• _Problems to work on_:
**a)** Reproduce the passage on Moutai and CATL word for word, starting at "Moutai overtook state-controlled" and ending at "to government projects.".
**b)** According to the passage on Moutai and CATL, what share of Chinese car sales are electric vehicles targeted to account for by 2025?
**c)** List every company named in the passage on Moutai and CATL.

• _Extract to read_:
Moutai overtook state-controlled Industrial and Commercial Bank of China in early 2020. Even after a slide in the baijiu producer’s stock price in 2021, its equity was worth some $420 billion as of mid-December, more than enough to retain the crown and a weighty spot among domestic and international indexes.  

The lofty position, obtained by selling booze for lavish state and business dinners, hardly squares with Xi’s common prosperity drive and a cooling economy. Moutai also has been curiously allocating capital to government projects.

In the meantime, $240 billion CATL is trending in the other direction. Xi’s push for a greener economy prompted a target for electric vehicles to account for a fifth of Chinese car sales by 2025. The goal could be reached as early as 2022, suggesting explosive demand.

Saved entries
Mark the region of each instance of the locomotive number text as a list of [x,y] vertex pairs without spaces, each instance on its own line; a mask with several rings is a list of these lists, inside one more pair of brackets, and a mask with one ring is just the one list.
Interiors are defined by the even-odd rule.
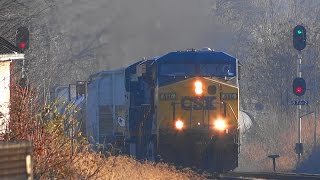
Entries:
[[184,96],[181,98],[181,108],[184,110],[214,110],[215,99],[215,96]]

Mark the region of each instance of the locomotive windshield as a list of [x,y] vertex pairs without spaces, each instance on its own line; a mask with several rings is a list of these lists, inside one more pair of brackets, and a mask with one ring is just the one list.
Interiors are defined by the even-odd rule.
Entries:
[[162,64],[162,76],[218,76],[234,77],[236,68],[232,64]]
[[162,64],[160,68],[160,75],[194,76],[196,75],[196,65],[195,64]]
[[232,64],[200,64],[201,76],[235,76],[235,67]]

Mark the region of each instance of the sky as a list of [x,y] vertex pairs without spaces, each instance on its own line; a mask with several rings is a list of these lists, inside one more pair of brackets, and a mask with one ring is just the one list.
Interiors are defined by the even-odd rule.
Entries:
[[231,30],[216,22],[211,6],[211,0],[66,0],[58,21],[72,44],[104,44],[97,58],[101,69],[112,69],[169,51],[228,51]]

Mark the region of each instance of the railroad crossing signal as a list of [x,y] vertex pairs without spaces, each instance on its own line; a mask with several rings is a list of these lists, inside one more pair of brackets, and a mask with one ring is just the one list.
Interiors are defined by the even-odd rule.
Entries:
[[307,31],[302,25],[297,25],[293,29],[293,47],[301,51],[306,47],[307,44]]
[[297,77],[292,83],[293,94],[303,96],[306,93],[306,81],[303,78]]
[[26,27],[19,27],[16,32],[16,46],[24,52],[29,48],[29,30]]

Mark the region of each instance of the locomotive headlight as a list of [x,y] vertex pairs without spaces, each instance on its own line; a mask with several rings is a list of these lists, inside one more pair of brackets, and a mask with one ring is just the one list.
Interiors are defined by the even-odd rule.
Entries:
[[176,120],[174,125],[175,125],[177,130],[181,130],[183,128],[183,126],[184,126],[183,121],[181,121],[180,119]]
[[194,83],[194,92],[196,93],[196,95],[202,95],[203,93],[203,89],[202,89],[203,85],[201,81],[196,81]]
[[224,119],[217,119],[214,121],[214,128],[219,131],[224,131],[227,129],[227,123]]

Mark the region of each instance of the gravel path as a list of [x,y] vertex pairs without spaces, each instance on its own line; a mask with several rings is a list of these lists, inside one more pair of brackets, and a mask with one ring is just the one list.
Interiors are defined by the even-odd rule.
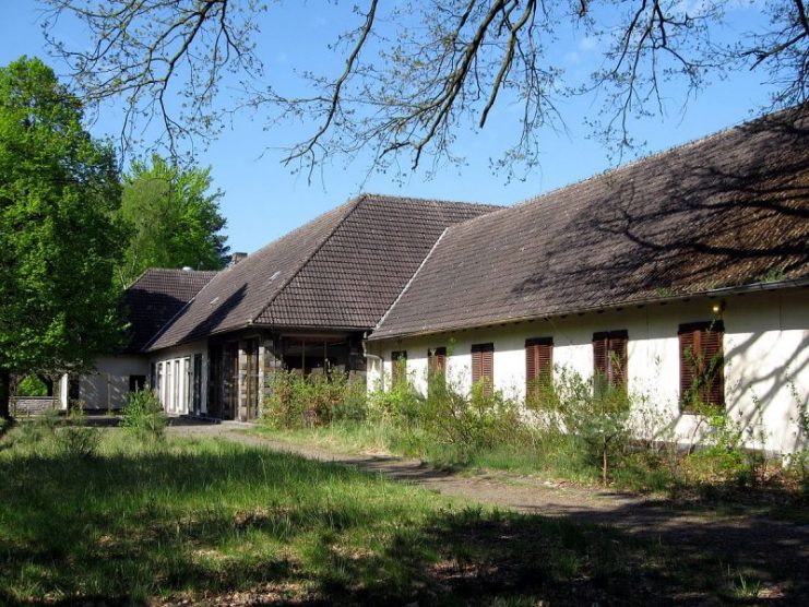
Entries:
[[[543,516],[572,516],[659,539],[681,550],[695,568],[718,561],[761,580],[768,604],[809,598],[809,525],[762,516],[694,512],[663,500],[594,490],[564,483],[500,473],[455,474],[416,460],[336,453],[247,433],[239,422],[172,427],[181,436],[204,436],[288,452],[311,460],[356,466],[447,496]],[[806,604],[809,604],[806,603]]]

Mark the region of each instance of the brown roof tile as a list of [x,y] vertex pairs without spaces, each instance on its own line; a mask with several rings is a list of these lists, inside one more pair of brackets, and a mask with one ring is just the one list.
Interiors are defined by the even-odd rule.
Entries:
[[450,228],[371,340],[808,276],[809,127],[790,117]]
[[221,272],[148,349],[248,324],[371,329],[447,226],[495,209],[362,195]]
[[146,270],[123,291],[131,336],[124,352],[140,352],[215,274],[163,267]]

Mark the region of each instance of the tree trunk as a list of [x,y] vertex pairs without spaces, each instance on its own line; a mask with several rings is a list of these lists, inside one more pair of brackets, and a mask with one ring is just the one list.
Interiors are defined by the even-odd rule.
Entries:
[[602,445],[602,484],[606,487],[607,486],[607,449],[609,448],[609,443],[607,441],[604,441]]
[[0,418],[11,419],[11,373],[0,369]]

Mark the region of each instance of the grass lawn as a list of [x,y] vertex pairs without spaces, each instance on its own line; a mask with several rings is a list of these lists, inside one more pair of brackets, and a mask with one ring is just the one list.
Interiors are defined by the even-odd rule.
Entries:
[[615,529],[452,502],[356,469],[224,441],[73,456],[0,440],[0,604],[646,605],[754,596]]

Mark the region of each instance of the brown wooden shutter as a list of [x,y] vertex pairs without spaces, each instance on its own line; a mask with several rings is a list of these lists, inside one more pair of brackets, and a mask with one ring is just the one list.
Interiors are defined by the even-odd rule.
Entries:
[[525,394],[536,397],[544,382],[554,377],[554,338],[534,337],[525,341]]
[[693,357],[694,352],[694,331],[683,331],[678,333],[680,341],[680,405],[687,408],[692,401],[692,390],[694,388],[694,377],[697,369]]
[[689,410],[695,400],[725,406],[725,360],[722,321],[681,324],[680,406]]
[[391,353],[391,381],[397,385],[407,379],[407,352],[394,350]]
[[609,333],[609,381],[612,385],[627,385],[627,364],[629,360],[629,333],[612,331]]
[[711,328],[702,334],[705,389],[702,398],[717,407],[725,406],[725,358],[722,347],[724,331]]
[[593,371],[607,377],[607,354],[609,352],[609,333],[602,331],[593,333]]
[[427,350],[427,371],[430,377],[437,373],[444,376],[447,373],[447,348],[440,347]]
[[472,346],[472,383],[484,382],[484,394],[491,396],[495,388],[495,344]]

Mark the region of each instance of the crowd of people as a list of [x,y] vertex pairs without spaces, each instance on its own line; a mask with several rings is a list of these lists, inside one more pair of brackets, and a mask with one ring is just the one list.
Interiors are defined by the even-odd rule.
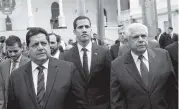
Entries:
[[178,34],[148,39],[148,28],[119,29],[109,48],[91,20],[73,22],[76,42],[34,27],[26,43],[0,38],[0,109],[178,109]]

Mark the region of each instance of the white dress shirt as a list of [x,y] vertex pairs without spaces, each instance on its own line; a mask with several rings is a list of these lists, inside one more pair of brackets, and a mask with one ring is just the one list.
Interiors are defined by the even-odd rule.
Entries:
[[57,52],[55,53],[55,55],[53,55],[53,58],[59,59],[59,55],[60,55],[60,50],[57,50]]
[[[82,46],[78,43],[78,52],[80,55],[80,60],[81,60],[81,65],[83,66],[83,54],[84,51],[82,51]],[[90,72],[90,68],[91,68],[91,54],[92,54],[92,42],[90,41],[89,44],[85,47],[87,49],[87,56],[88,56],[88,70]]]
[[[134,54],[132,51],[131,51],[131,55],[132,55],[132,57],[134,59],[135,65],[136,65],[136,67],[137,67],[137,69],[138,69],[138,71],[139,71],[139,73],[141,75],[141,71],[140,71],[140,62],[141,61],[140,61],[140,59],[138,59],[139,56]],[[146,67],[147,67],[147,69],[149,71],[149,60],[148,60],[148,52],[147,52],[147,50],[144,52],[143,56],[144,56],[143,62],[145,63],[145,65],[146,65]]]
[[[20,55],[19,58],[16,60],[15,69],[19,68],[19,63],[20,63],[21,57],[22,57],[22,55]],[[14,63],[14,61],[11,59],[10,74],[11,74],[11,72],[12,72],[13,63]]]
[[[44,66],[45,68],[43,69],[43,73],[44,73],[44,82],[45,82],[45,89],[46,89],[46,84],[47,84],[47,75],[48,75],[48,63],[49,60],[47,60],[42,66]],[[35,89],[35,93],[37,94],[37,82],[38,82],[38,73],[39,70],[37,69],[37,67],[39,65],[37,65],[36,63],[34,63],[33,61],[31,61],[31,65],[32,65],[32,79],[33,79],[33,83],[34,83],[34,89]]]

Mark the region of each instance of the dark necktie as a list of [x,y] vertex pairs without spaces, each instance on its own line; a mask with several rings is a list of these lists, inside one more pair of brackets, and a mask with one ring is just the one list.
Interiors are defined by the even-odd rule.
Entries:
[[17,61],[12,61],[12,70],[15,70],[16,69],[16,66],[17,66]]
[[89,75],[89,70],[88,70],[88,56],[87,56],[87,49],[82,48],[83,53],[83,70],[85,74],[88,76]]
[[43,109],[44,106],[44,95],[45,95],[45,83],[44,83],[44,66],[38,66],[38,84],[37,84],[37,103],[40,109]]
[[140,72],[141,72],[142,80],[143,80],[145,86],[148,87],[149,72],[148,72],[146,64],[143,62],[144,56],[140,55],[138,58],[140,60]]

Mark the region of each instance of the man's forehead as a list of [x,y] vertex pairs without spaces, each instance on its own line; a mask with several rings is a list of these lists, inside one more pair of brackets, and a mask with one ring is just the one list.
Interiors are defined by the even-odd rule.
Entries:
[[90,25],[90,22],[88,21],[88,19],[81,19],[81,20],[77,20],[76,24],[77,24],[77,26]]
[[55,36],[55,35],[50,35],[50,36],[49,36],[49,39],[50,39],[50,40],[56,40],[56,36]]
[[44,40],[46,39],[45,34],[37,34],[30,38],[30,40]]

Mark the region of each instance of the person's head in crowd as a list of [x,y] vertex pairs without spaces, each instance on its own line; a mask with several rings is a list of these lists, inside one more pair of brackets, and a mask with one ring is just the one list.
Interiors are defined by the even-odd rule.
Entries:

• _Exercise answers_:
**a)**
Moutai overtook state-controlled Industrial and Commercial Bank of China in early 2020. Even after a slide in the baijiu producer’s stock price in 2021, its equity was worth some $420 billion as of mid-December, more than enough to retain the crown and a weighty spot among domestic and international indexes.  

The lofty position, obtained by selling booze for lavish state and business dinners, hardly squares with Xi’s common prosperity drive and a cooling economy. Moutai also has been curiously allocating capital to government projects.

**b)** A fifth.

**c)**
Moutai
Industrial and Commercial Bank of China
CATL